Data for the task >>
▽

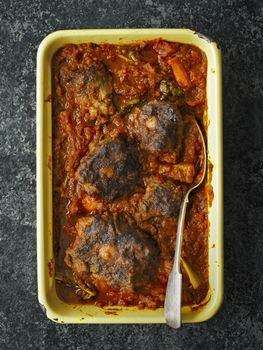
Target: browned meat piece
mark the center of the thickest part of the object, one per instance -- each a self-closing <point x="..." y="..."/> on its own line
<point x="113" y="172"/>
<point x="157" y="125"/>
<point x="114" y="251"/>
<point x="163" y="199"/>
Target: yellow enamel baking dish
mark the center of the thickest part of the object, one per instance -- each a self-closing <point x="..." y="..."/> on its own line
<point x="56" y="309"/>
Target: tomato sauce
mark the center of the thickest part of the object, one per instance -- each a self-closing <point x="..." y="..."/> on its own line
<point x="104" y="94"/>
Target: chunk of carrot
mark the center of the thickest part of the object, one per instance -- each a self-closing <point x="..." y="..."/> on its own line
<point x="179" y="72"/>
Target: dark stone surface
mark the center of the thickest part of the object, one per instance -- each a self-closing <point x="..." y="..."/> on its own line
<point x="237" y="27"/>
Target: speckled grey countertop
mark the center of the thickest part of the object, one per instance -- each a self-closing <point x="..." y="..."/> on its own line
<point x="237" y="26"/>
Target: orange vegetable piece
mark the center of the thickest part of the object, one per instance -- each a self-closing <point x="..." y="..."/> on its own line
<point x="179" y="72"/>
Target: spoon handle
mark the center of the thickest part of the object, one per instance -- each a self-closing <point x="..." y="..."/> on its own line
<point x="173" y="298"/>
<point x="172" y="305"/>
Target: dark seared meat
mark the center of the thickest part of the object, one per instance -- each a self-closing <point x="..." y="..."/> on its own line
<point x="119" y="253"/>
<point x="163" y="199"/>
<point x="113" y="172"/>
<point x="157" y="125"/>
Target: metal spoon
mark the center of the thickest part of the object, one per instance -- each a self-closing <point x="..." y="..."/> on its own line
<point x="173" y="298"/>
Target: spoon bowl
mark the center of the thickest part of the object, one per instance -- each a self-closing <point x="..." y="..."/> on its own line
<point x="173" y="298"/>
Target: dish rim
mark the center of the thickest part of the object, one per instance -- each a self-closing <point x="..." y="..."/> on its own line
<point x="44" y="229"/>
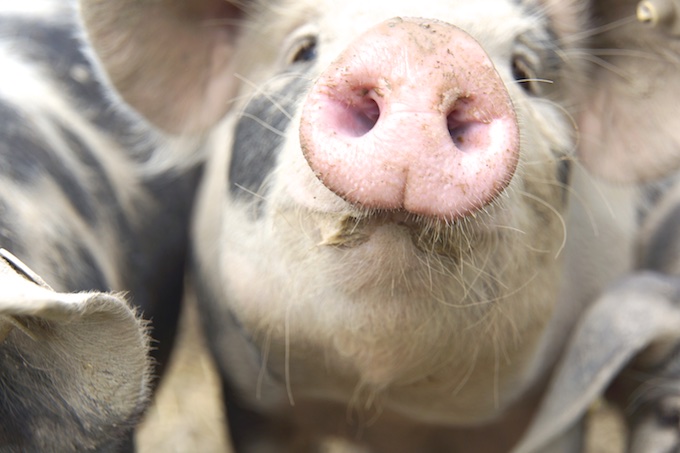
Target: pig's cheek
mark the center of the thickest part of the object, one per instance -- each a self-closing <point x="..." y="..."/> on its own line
<point x="301" y="187"/>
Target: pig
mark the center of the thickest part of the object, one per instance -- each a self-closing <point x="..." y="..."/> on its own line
<point x="93" y="232"/>
<point x="416" y="218"/>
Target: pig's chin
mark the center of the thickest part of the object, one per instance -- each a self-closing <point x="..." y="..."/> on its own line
<point x="427" y="235"/>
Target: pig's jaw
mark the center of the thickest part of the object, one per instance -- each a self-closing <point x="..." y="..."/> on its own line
<point x="382" y="314"/>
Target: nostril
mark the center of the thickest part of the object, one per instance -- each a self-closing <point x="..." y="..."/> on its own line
<point x="467" y="134"/>
<point x="361" y="116"/>
<point x="352" y="114"/>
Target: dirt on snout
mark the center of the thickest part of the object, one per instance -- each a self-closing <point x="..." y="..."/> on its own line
<point x="187" y="415"/>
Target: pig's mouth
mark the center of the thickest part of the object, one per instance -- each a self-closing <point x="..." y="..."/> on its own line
<point x="431" y="236"/>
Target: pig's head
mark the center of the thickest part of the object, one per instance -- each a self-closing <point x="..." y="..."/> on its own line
<point x="383" y="209"/>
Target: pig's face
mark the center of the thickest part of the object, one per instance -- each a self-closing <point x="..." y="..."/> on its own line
<point x="408" y="298"/>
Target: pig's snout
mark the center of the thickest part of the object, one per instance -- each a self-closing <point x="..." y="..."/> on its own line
<point x="412" y="116"/>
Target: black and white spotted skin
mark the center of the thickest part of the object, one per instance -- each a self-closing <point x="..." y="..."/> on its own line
<point x="415" y="224"/>
<point x="88" y="205"/>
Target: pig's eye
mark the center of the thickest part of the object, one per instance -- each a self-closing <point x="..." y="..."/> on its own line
<point x="305" y="50"/>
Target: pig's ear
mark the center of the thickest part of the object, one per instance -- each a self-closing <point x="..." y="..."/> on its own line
<point x="168" y="59"/>
<point x="630" y="125"/>
<point x="610" y="337"/>
<point x="74" y="374"/>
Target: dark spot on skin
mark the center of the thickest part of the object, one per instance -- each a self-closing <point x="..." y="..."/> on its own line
<point x="27" y="158"/>
<point x="260" y="134"/>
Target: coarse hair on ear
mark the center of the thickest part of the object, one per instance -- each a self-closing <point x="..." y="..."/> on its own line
<point x="630" y="121"/>
<point x="168" y="59"/>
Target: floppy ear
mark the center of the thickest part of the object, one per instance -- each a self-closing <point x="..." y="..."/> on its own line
<point x="630" y="123"/>
<point x="638" y="319"/>
<point x="74" y="368"/>
<point x="168" y="59"/>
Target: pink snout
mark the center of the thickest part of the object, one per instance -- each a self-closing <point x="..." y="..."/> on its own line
<point x="412" y="116"/>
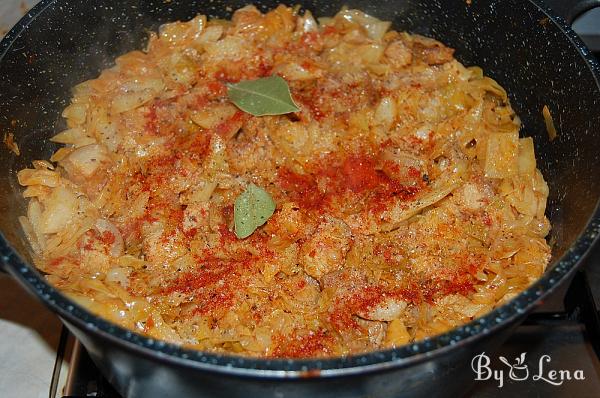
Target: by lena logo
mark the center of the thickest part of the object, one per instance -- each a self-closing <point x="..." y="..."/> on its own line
<point x="520" y="371"/>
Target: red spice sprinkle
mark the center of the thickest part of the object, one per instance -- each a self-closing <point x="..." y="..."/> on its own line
<point x="107" y="237"/>
<point x="487" y="220"/>
<point x="295" y="346"/>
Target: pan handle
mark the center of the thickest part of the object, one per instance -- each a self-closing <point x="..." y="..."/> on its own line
<point x="569" y="10"/>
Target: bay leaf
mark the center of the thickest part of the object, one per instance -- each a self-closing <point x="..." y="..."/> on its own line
<point x="265" y="96"/>
<point x="251" y="210"/>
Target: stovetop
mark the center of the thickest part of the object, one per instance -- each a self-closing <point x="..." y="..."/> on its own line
<point x="562" y="335"/>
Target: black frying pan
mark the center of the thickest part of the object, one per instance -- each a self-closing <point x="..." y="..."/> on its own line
<point x="534" y="55"/>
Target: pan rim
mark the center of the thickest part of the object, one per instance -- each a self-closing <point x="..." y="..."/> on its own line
<point x="403" y="356"/>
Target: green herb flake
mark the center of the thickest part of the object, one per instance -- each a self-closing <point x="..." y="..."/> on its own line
<point x="251" y="210"/>
<point x="266" y="96"/>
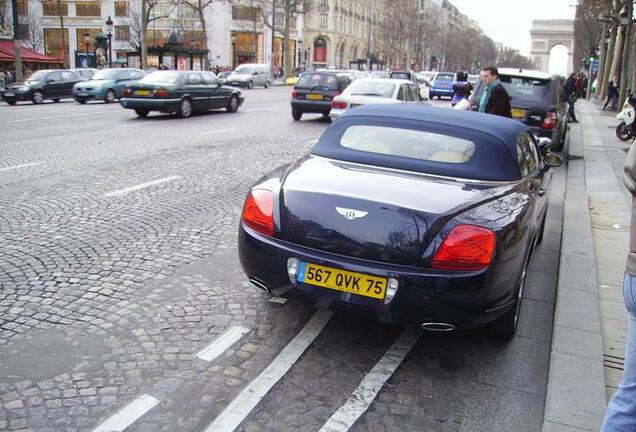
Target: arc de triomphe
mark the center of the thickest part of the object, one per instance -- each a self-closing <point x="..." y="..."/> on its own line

△

Task directions >> Everything from the line containing "Target: bay leaf" to the last line of the listing above must be reproduced exactly, with no pictures included.

Exercise answer >>
Target: bay leaf
mark the center of the thickest part of the object, one per instance -- each a self-closing <point x="..." y="..."/> on its own line
<point x="265" y="96"/>
<point x="251" y="210"/>
Target: stovetop
mark the center of the thickest part of the object, one per instance -- each a self-closing <point x="..." y="..."/> on its own line
<point x="562" y="335"/>
Target: black frying pan
mark the center of the thickest part of the object, one per instance -- each a self-closing <point x="..." y="..."/> on its own line
<point x="534" y="55"/>
Target: pan rim
mark the center of the thickest part of the object, one per instance -- each a self-closing <point x="..." y="..."/> on its own line
<point x="403" y="356"/>
Target: green herb flake
mark the center of the thickest part of the object, one per instance -- each a self-closing <point x="..." y="..."/> on its own line
<point x="251" y="210"/>
<point x="266" y="96"/>
Target: arc de triomphe
mark the center of the thickest part of the object, one per instance -- each a self-closing <point x="..." y="..."/> on its own line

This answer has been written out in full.